-- Start of Text block --

## Run Prithvi

An exercise to do a small but complete analysis from scratch. For this we will

1. Set a location and date range of interest
2. Download Lansat imagery for this specification
3. Load the model checkpoint
4. Prepare data into a format for the model
5. Run the model on the imagery
6. Analyise the model output (embeddings) using PCA

In [None]:
import sys

sys.path.append("..")

In [None]:
import os
import urllib

import geopandas as gpd
import numpy as np
import pandas as pd
import pystac_client
import stackstac
import torch
import yaml
from einops import rearrange, reduce
from huggingface_hub import hf_hub_download
from matplotlib import pyplot as plt
from prithvi import MaskedAutoencoderViT
from rasterio.enums import Resampling
from shapely import Point
from sklearn import decomposition, svm
from sklearn.naive_bayes import MultinomialNB

### Specify location and date of interest
In this example we will use a location in Portugal where a forest fire happened. We will run the model over the time period of the fire and analyse the model embeddings.

-- End of Text block --
-- Start of Listed entries --

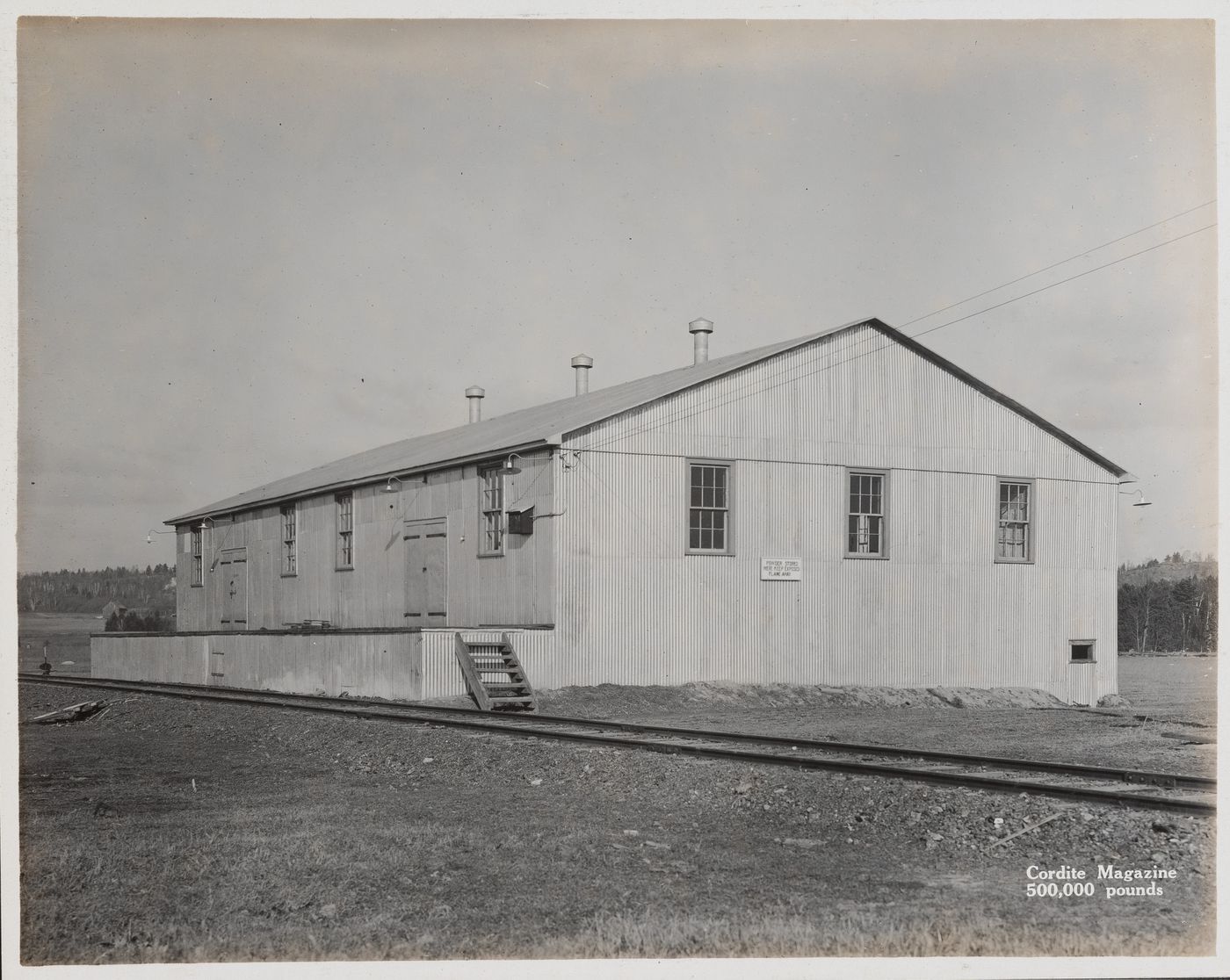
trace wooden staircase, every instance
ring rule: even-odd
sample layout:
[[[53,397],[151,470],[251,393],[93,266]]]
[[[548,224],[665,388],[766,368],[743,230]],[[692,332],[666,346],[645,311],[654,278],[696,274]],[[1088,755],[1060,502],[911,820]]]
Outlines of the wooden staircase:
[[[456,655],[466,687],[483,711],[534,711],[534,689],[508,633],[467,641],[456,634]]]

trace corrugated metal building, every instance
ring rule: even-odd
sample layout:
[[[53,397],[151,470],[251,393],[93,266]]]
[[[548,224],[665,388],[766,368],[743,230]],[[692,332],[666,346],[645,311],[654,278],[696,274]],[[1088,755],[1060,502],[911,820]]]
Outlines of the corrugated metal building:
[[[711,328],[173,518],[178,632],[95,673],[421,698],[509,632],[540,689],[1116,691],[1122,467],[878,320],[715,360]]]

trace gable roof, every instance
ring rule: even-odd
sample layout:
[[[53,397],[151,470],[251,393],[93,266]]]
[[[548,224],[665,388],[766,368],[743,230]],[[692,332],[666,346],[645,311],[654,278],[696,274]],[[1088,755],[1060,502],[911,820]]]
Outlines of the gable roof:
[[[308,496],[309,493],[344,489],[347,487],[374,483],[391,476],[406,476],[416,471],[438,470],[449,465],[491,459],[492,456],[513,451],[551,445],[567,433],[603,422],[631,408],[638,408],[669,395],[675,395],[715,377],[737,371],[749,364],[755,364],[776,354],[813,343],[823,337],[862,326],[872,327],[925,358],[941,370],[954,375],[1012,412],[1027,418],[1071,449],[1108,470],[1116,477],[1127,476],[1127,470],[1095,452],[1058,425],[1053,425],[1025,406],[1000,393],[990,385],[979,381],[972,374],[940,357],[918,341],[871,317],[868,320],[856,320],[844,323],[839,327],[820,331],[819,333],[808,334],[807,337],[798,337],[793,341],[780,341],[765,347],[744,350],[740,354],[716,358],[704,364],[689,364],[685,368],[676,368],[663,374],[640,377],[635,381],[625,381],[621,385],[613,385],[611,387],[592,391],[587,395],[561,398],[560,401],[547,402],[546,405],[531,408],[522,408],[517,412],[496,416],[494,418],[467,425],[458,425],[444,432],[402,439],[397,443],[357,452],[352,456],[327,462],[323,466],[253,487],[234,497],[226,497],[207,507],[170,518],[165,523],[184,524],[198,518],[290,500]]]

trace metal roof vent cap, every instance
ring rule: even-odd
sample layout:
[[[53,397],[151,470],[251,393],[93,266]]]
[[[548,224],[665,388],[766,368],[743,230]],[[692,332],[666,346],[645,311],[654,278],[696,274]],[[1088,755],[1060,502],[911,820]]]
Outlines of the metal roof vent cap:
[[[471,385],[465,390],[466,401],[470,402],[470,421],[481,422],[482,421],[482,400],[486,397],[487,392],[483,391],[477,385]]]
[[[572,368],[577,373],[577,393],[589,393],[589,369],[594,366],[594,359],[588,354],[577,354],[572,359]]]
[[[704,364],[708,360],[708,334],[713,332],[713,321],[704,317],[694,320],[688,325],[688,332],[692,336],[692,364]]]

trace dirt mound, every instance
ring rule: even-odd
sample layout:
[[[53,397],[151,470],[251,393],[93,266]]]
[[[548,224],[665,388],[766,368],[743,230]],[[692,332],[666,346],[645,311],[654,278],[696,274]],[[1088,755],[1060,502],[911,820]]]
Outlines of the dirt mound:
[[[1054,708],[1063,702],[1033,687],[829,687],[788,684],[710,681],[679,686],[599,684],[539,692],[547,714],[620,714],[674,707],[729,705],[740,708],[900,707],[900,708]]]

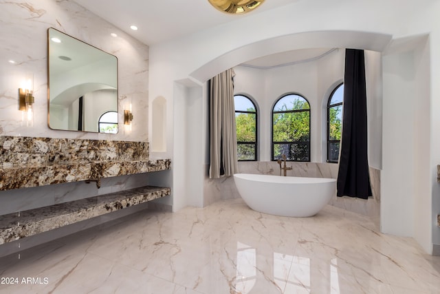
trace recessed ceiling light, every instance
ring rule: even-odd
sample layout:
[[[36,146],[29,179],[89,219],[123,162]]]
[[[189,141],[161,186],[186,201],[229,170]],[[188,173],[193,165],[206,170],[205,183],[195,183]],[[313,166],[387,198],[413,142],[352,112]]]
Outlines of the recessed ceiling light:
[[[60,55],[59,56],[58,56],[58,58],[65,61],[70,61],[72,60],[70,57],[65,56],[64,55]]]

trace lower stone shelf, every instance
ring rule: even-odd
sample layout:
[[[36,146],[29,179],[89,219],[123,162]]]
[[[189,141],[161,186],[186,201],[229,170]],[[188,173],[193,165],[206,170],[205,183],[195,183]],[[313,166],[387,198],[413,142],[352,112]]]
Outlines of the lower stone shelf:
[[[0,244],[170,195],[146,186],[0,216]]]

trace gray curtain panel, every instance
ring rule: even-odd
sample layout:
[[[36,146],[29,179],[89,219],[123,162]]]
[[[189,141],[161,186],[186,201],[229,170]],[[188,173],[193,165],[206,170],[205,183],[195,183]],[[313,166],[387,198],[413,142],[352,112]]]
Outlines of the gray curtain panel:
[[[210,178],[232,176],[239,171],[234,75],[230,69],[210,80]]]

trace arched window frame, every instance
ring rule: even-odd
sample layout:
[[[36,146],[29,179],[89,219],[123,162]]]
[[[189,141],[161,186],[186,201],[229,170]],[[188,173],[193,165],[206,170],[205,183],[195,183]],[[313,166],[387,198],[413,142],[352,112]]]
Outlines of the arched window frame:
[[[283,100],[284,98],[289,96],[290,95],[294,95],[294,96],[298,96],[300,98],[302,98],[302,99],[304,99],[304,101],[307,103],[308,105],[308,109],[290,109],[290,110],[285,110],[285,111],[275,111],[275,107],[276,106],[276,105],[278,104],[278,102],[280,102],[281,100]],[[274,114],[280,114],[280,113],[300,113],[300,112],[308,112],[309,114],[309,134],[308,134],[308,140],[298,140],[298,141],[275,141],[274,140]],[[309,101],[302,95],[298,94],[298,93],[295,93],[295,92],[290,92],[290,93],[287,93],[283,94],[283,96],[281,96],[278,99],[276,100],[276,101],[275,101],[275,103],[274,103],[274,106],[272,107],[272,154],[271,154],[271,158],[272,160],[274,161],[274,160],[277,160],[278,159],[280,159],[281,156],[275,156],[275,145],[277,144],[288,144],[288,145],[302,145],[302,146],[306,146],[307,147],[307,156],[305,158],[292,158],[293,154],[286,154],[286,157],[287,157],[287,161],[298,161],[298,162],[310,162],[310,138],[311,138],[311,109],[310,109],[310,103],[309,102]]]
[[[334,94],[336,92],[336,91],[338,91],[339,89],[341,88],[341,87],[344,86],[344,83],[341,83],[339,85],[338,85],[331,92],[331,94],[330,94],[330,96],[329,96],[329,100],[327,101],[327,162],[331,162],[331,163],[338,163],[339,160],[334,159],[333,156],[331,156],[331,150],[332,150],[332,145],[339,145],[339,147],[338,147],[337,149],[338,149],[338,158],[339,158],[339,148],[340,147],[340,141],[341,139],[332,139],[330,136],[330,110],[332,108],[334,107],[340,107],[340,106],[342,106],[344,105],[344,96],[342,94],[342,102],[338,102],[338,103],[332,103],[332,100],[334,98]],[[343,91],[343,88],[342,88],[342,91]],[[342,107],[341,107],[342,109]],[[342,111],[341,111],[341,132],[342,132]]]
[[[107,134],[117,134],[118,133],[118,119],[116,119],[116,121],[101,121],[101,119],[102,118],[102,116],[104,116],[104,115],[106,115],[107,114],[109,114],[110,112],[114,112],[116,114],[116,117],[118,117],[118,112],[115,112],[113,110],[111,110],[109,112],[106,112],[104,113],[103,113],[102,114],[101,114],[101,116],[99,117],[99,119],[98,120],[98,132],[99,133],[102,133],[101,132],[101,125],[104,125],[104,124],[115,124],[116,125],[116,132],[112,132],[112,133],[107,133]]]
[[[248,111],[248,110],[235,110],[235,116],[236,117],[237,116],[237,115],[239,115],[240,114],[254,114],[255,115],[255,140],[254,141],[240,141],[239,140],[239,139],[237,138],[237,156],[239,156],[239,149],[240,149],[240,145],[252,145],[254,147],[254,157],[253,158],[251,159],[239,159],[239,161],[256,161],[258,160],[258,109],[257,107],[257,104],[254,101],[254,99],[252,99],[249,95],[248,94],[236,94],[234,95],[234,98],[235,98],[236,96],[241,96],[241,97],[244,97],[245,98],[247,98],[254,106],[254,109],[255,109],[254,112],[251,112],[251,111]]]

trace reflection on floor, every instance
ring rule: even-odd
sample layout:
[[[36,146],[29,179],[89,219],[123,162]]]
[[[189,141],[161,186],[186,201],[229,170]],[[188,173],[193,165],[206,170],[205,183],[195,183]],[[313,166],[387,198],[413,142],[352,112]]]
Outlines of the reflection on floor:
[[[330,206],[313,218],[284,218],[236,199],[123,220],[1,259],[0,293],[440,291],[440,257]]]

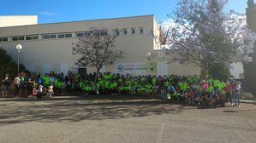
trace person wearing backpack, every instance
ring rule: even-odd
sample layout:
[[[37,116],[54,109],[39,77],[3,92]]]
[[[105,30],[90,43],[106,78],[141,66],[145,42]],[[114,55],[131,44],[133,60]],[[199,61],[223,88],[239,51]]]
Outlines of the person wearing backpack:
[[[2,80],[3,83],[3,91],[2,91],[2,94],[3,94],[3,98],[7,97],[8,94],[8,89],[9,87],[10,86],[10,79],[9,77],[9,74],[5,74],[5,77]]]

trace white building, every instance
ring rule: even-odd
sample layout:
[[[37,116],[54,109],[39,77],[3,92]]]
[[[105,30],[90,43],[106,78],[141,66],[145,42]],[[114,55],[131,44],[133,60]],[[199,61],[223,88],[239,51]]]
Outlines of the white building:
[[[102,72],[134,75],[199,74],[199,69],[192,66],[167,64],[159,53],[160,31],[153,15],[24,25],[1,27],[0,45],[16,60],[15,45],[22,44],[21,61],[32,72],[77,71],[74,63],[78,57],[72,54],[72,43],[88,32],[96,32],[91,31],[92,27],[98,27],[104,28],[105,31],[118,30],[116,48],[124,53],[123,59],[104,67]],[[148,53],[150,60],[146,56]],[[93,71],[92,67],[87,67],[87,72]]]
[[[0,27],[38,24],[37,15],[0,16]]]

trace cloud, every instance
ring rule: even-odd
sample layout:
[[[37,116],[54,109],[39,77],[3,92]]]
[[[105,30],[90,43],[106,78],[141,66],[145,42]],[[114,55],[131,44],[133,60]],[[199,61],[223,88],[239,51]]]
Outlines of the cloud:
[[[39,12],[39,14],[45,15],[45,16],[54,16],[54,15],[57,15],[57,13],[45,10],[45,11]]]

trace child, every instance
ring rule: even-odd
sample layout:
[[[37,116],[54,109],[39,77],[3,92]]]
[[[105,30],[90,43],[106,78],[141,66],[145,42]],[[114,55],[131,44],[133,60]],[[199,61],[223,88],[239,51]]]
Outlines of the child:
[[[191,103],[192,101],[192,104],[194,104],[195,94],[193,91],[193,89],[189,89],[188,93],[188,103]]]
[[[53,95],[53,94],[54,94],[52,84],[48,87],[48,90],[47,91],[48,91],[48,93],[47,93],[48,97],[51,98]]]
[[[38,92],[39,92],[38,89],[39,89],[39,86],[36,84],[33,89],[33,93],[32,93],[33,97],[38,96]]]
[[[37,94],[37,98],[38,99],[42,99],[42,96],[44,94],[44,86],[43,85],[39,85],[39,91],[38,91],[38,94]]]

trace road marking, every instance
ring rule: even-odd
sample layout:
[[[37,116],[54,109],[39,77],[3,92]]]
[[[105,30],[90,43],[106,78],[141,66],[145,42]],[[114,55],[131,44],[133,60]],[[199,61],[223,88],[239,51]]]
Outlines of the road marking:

-- End of Listed entries --

- **Short task 1**: Can you reproduce the Prithvi notebook word for word from "### Specify location" to "the model embeddings."?
- **Short task 2**: Can you format the rows, from the line with "trace child, every instance" through the last row, as a Markdown table with columns n and Line, numbering each line and leaving out blank ones?
The Prithvi notebook and the rows are unrelated pieces of material.

- **Full response 1**:
### Specify location and date of interest
In this example we will use a location in Portugal where a forest fire happened. We will run the model over the time period of the fire and analyse the model embeddings.

- **Full response 2**:
| n | Line |
|---|---|
| 1 | trace child, every instance |
| 2 | ring rule: even-odd |
| 3 | sample layout: |
| 4 | [[[37,116],[54,109],[39,77],[3,92]]] |
| 5 | [[[105,30],[90,43],[106,78],[141,66],[145,42]],[[114,55],[131,44],[133,60]],[[199,61],[223,88],[239,51]]] |
| 6 | Outlines of the child: |
| 7 | [[[191,103],[192,101],[192,104],[194,104],[195,94],[193,91],[193,89],[189,89],[188,93],[188,103]]] |
| 8 | [[[53,95],[53,94],[54,94],[52,84],[48,87],[48,90],[47,91],[48,91],[48,93],[47,93],[48,97],[51,98]]] |
| 9 | [[[38,92],[39,92],[38,89],[39,89],[39,86],[36,84],[33,89],[33,93],[32,93],[33,97],[38,96]]] |
| 10 | [[[37,94],[37,98],[38,99],[42,99],[42,96],[44,94],[44,86],[43,85],[39,85],[39,91],[38,91],[38,94]]] |
| 11 | trace road marking, every instance |
| 12 | ring rule: even-odd |
| 13 | sample layout: |
| 14 | [[[37,116],[54,109],[39,77],[3,92]]] |
| 15 | [[[105,30],[90,43],[106,78],[141,66],[145,42]],[[114,55],[131,44],[133,60]],[[199,61],[223,88],[239,51]]] |
| 16 | Outlines of the road marking: |